(Brief): Reproduce the part of the news release on cancer cells and blood vessels starting with "The UI investigation" and going on through "human cancer specimens.", word for word.

Start of Supplied passage

Release: Sept. 2, 1999

UI researchers discover aggressive cancer cells may make own blood vessels

EDITOR'S NOTE: Background video, including interviews with researchers, is available upon request. Please contact Tom Moore at (319) 356-3945.

IOWA CITY, Iowa — Until now, researchers widely assumed that tumors attracted nearby blood vessels to provide tumors with nutrition and pathways for tumor cells to spread throughout the body. This hypothesis, known as tumor angiogenesis, is the basis of intensive investigation and clinical trials worldwide.

However, in a study published in the September issue of the American Journal of Pathology, a University of Iowa research team reports that highly aggressive cancer cells themselves may generate their own vascular networks independent of angiogenesis. Because the researchers' discoveries call attention to an alternative pathway that is responsible for aggressive tumor growth and spread, the findings potentially could change the way cancers are regarded, diagnosed and treated.

The UI investigation was conducted by Andrew J. Maniotis, Ph.D., assistant research scientist in anatomy and cell biology; Robert Folberg, M.D., UI professor of pathology and ophthalmology; and Mary J.C. Hendrix, Ph.D., UI professor and head of anatomy and cell biology, and deputy director of the UI Cancer Center; together with their colleagues.

The researchers discovered that as human cancer cells progress toward more deadly forms, groups of aggressive cancer cells build primitive vascular channels. The researchers found this to be true in both specially engineered cultures and human cancer specimens.

End of Supplied passage
Start of Data excerpts

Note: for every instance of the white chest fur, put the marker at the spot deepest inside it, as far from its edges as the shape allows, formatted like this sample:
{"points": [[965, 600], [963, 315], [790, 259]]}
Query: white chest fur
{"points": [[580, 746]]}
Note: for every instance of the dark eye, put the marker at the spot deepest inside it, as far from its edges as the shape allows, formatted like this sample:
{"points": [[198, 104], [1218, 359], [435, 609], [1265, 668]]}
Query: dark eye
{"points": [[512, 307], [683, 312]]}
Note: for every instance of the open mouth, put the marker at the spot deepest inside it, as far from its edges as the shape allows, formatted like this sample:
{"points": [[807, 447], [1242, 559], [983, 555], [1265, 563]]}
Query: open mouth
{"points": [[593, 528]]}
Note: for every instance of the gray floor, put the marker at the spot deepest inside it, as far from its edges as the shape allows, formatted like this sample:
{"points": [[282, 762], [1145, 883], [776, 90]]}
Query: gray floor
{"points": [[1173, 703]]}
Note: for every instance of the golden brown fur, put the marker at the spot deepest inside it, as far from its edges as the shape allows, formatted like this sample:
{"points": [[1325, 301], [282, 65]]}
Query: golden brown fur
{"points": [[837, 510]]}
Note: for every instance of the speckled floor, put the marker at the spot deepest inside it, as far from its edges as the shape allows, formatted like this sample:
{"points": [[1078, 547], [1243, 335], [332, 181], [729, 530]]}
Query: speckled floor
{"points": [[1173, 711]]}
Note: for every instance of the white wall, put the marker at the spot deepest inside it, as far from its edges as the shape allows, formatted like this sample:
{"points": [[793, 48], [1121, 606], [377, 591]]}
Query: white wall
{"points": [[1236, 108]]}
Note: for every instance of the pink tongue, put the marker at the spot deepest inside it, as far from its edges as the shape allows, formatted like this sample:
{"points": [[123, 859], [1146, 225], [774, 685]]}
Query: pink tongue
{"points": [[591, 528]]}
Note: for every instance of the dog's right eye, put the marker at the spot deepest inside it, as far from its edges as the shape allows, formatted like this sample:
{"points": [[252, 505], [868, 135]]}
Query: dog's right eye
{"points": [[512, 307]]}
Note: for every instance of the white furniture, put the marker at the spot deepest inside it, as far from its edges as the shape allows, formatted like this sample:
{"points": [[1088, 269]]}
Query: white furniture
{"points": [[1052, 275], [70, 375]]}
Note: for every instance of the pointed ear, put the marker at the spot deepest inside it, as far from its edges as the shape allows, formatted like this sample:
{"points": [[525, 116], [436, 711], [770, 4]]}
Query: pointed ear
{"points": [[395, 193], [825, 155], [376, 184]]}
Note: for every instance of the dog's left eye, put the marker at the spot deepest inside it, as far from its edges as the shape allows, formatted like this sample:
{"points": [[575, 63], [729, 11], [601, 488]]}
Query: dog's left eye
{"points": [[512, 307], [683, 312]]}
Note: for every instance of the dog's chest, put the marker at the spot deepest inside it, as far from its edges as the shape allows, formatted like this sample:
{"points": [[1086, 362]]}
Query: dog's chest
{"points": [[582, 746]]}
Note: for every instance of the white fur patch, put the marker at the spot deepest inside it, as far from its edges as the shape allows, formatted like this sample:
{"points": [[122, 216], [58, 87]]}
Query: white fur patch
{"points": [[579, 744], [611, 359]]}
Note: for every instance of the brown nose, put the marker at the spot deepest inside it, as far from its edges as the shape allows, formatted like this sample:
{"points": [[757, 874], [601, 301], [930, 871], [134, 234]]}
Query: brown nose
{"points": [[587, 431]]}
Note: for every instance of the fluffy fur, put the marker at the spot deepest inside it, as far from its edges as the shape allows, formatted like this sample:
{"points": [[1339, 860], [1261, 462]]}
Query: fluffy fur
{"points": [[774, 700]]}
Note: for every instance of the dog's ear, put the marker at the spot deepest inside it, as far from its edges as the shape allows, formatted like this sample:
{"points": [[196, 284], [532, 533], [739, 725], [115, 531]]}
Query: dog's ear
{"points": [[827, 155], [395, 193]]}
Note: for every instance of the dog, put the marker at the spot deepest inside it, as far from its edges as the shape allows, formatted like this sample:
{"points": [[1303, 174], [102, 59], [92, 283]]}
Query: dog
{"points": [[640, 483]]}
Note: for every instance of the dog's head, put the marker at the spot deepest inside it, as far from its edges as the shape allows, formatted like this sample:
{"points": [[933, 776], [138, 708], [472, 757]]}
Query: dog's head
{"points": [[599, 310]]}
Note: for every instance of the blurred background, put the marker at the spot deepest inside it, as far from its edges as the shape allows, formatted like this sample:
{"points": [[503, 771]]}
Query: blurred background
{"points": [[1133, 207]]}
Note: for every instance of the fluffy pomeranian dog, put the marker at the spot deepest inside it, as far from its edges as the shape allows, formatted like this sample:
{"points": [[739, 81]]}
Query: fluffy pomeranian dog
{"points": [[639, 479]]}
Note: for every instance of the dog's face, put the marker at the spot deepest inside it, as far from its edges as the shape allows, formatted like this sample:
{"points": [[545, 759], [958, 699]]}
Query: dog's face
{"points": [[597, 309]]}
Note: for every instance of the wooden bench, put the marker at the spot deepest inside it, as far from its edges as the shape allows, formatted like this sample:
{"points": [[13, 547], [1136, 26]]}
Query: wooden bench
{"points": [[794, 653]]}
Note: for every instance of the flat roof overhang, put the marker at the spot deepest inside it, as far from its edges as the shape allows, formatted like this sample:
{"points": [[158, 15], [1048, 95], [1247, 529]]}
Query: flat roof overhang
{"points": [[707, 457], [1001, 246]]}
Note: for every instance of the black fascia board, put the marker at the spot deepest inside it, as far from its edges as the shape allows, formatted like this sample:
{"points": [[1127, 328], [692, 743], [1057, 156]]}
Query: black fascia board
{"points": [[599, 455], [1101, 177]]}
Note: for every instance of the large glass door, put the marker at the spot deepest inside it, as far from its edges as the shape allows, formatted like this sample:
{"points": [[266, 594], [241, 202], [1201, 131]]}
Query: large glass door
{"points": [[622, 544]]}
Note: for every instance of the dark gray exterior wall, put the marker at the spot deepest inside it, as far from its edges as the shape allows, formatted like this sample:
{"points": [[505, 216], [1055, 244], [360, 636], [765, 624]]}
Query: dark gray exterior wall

End of Data excerpts

(Solution):
The UI investigation was conducted by Andrew J. Maniotis, Ph.D., assistant research scientist in anatomy and cell biology; Robert Folberg, M.D., UI professor of pathology and ophthalmology; and Mary J.C. Hendrix, Ph.D., UI professor and head of anatomy and cell biology, and deputy director of the UI Cancer Center; together with their colleagues.

The researchers discovered that as human cancer cells progress toward more deadly forms, groups of aggressive cancer cells build primitive vascular channels. The researchers found this to be true in both specially engineered cultures and human cancer specimens.